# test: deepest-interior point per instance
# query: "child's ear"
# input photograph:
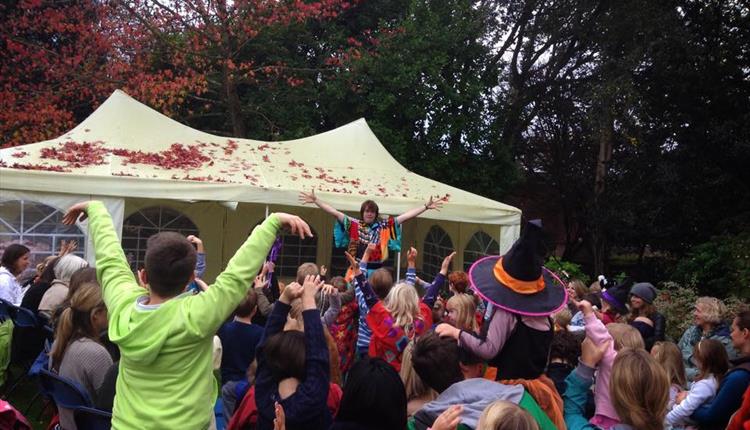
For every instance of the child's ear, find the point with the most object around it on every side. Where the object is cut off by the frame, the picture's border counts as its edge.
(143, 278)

::::

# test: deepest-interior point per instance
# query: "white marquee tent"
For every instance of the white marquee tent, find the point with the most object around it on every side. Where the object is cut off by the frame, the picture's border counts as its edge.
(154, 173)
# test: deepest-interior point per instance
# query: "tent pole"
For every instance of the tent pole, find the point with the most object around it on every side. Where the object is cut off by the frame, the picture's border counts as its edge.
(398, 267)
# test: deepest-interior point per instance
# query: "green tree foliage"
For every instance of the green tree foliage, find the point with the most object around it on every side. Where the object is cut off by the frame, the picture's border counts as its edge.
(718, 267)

::::

If a line in the entries above contains "query", report it.

# query: "child's ear"
# query: "white marquee tent"
# query: "tent pole"
# query: "green tree foliage"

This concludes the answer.